_TEXT TO READ_.

+===+

Even if you are practicing for years to learn Jazz then you may still not see a lot of progress, and there is a real chance that a lot of the time you spend working on learning to play Jazz is a complete waste of time. This is probably because you don’t take a step back and look critically at how you play and what you are practicing.

It doesn’t matter if you are just starting out or if you already have experience playing and a repertoire of songs you gig with. You need to get this right to get as much as possible out of your practice time and keep you progressing.

There are a series of questions that you can ask yourself about your practice and your playing that will help you determine if you need to change something, let’s take a look at the first one:

Do You Know What You Want To Improve?

This seems simple you are probably thinking “what do you mean? I want to get better at Jazz guitar” But that is nowhere near specific enough! You want to be very precise with what you want to improve.

Think of it like this: If you want to get better at using arpeggios in your solos then It is easy to find some exercises so you can play arpeggios, check out some examples and start writing some licks with the arpeggios.

You could summarize the process like this:

  • Practice Arpeggios
  • Check Out Examples
  • Write Licks With Arpeggios

That all seems obvious, but which exercises will make you “Better at Jazz Guitar” That doesn’t tell you what to practice, so essentially you want to keep digging into what you want to improve until you can figure out exercises that will help you grow that skill.

But before you lose yourself in only doing exercises that are specific to one skill then there is something else you need to ask yourself.

What Are You Learning From Your Practice?

The previous question was there to make sure that you understand your playing and how to focus on getting better, but it is as important to look at what you are practicing and then be able to recognize what you are learning from each of the activities you do.

Let me go over a basic example and then one of the most important exercises you should work on::

Let’s say that you are practicing diatonic triads in a major scale.

An exercise like that is helping you develop:

So there are many things that you will work on within a single exercise. This is also what justifies why you should be spending a large part of your practice time playing music, which is probably the most important exercise to work on.

Without being specific then the goal is “I want to get better at Jazz guitar” and what is “Jazz Guitar” That is playing songs and improvising over the chord progression, so even if that is not a very specific set of skills, then if you want to be better at that then you practice doing that.

+===+

Data items:
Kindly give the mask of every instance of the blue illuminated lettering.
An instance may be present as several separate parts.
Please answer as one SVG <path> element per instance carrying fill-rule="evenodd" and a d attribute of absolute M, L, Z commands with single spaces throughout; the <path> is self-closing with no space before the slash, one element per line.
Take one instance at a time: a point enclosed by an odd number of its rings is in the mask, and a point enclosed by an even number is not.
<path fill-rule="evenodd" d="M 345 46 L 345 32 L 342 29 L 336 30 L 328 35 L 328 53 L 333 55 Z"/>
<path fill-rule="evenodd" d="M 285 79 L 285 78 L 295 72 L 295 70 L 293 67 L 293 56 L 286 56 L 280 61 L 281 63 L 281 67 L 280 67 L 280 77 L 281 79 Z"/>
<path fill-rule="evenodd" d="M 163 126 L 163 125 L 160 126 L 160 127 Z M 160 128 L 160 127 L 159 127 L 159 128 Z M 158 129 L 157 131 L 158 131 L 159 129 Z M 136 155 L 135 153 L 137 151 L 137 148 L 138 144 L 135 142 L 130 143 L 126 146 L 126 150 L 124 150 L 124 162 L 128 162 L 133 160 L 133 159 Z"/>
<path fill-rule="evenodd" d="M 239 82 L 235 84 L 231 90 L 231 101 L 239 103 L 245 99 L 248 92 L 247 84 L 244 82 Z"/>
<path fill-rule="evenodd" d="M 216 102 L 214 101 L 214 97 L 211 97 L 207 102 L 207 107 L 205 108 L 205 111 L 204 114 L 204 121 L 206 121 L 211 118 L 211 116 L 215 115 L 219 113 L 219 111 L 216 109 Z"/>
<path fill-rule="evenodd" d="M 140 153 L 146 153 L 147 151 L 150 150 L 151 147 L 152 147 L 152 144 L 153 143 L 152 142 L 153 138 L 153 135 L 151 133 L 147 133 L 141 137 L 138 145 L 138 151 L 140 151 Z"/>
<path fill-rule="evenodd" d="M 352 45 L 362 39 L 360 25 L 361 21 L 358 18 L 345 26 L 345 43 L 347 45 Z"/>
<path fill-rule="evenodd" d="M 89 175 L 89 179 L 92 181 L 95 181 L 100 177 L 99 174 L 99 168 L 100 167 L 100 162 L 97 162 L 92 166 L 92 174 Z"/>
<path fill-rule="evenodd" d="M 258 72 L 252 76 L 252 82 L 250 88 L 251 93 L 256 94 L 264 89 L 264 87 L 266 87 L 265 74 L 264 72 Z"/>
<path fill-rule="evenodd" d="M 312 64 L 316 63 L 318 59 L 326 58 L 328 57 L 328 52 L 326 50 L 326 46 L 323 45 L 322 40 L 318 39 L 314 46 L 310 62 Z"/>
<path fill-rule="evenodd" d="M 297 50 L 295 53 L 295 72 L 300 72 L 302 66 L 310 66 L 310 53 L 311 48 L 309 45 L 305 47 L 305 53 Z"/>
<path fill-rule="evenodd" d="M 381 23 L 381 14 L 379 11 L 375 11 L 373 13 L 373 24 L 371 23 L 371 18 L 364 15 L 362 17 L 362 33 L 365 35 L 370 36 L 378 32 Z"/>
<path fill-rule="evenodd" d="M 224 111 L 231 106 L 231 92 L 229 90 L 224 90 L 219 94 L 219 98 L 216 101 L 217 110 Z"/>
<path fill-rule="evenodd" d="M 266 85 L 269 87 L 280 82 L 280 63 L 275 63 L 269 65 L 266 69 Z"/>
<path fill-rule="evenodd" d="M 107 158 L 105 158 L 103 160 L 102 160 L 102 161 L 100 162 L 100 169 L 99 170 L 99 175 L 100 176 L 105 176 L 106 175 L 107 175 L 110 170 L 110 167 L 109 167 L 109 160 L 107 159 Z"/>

+===+

_REQUEST A_. Pull out the lines of the Data items from the very first one through the line that has "285 79 L 285", and reproduce them unchanged.
_REQUEST B_. Carry the article on practicing jazz guitar on past its last paragraph.

_RIGHT ANSWER A_.
Kindly give the mask of every instance of the blue illuminated lettering.
An instance may be present as several separate parts.
Please answer as one SVG <path> element per instance carrying fill-rule="evenodd" and a d attribute of absolute M, L, Z commands with single spaces throughout; the <path> is self-closing with no space before the slash, one element per line.
Take one instance at a time: a point enclosed by an odd number of its rings is in the mask, and a point enclosed by an even number is not.
<path fill-rule="evenodd" d="M 345 46 L 345 32 L 342 29 L 336 30 L 328 35 L 328 53 L 333 55 Z"/>
<path fill-rule="evenodd" d="M 285 79 L 285 78 L 295 72 L 295 70 L 293 67 L 293 56 L 286 56 L 280 61 L 281 63 L 281 67 L 280 67 L 280 77 L 281 79 Z"/>

_RIGHT ANSWER B_.
There are many essential things that you improve when doing this:

  • More Than Playing The Right Notes
  • How To Build an Interesting Solo
  • All Types of Techniques
  • Using and Developing Your Fretboard Overview
  • Create A Sound That Is How YOU Solo On a Song

You need to do more than just play the right notes

You want to make the notes and arpeggios into phrases, not just hit the chord changes and target notes.

You learn How To Build an interesting solo

A solo is like a story and has to have a beginning, a middle, and an end. You also need to make sure that phrases fit together and don’t sound like random copy/pasting of unrelated licks.

All Types of Techniques

Playing a solo you will probably use most of the techniques in your vocabulary, and it is here you can check if you really have the technique under control.

Using and Developing Your Fretboard Overview

When you are improvising a solo you are using and developing your fretboard overview finding all the things you play and a way to get all of that to come together in phrases.

Improvising is also where you create a sound that is how YOU solo on a song

Which is really just trying to play the things that you want to play in a solo and make it a whole piece of music.

 

But there is more to it than just what to practice, you also need to evaluate if the way you are practicing is actually getting you anywhere.

Are You Getting Better?

Once you have come up with exercises that help you develop the skill that you want to improve then you also need to keep track and see if you are actually getting any better.

You may think that this will be easy to spot, but that is actually not always the case. A lot of things that you work on can be stuff that takes months to get into your playing, again this can be about technique but it can certainly also be about getting new melodies into your ears and then out in your solos.

Recording your practice can be extremely useful for this, and taking notes or having a list to keep track of is also making things a lot easier. For example, I have been working on using octave displacement licks and getting that to sit better in my playing, so that is something I both consciously try to use but also try to evaluate if I listen to a recording of one of my solos: “can I play them? do they sit right in the line? Is that how I want it to sound?”

If you don’t keep track of these things then maybe you are not getting anywhere with what you are practicing. And sometimes you will get there faster if you use other types of exercises or changed the focus of what you are practicing. Otherwise, you are stuck doing exercises that are not helping you get any better and that is probably not what you are hoping to do.

I find that the next 2 questions are overlooked when it comes to finding the right types of exercises, and that is a pity because they really do help make it easier to find the things that will improve your playing.

Is This A Practical Exercise For Your Playing?

Sometimes you lose something in translating a goal into an exercise, and that can make the exercise almost useless.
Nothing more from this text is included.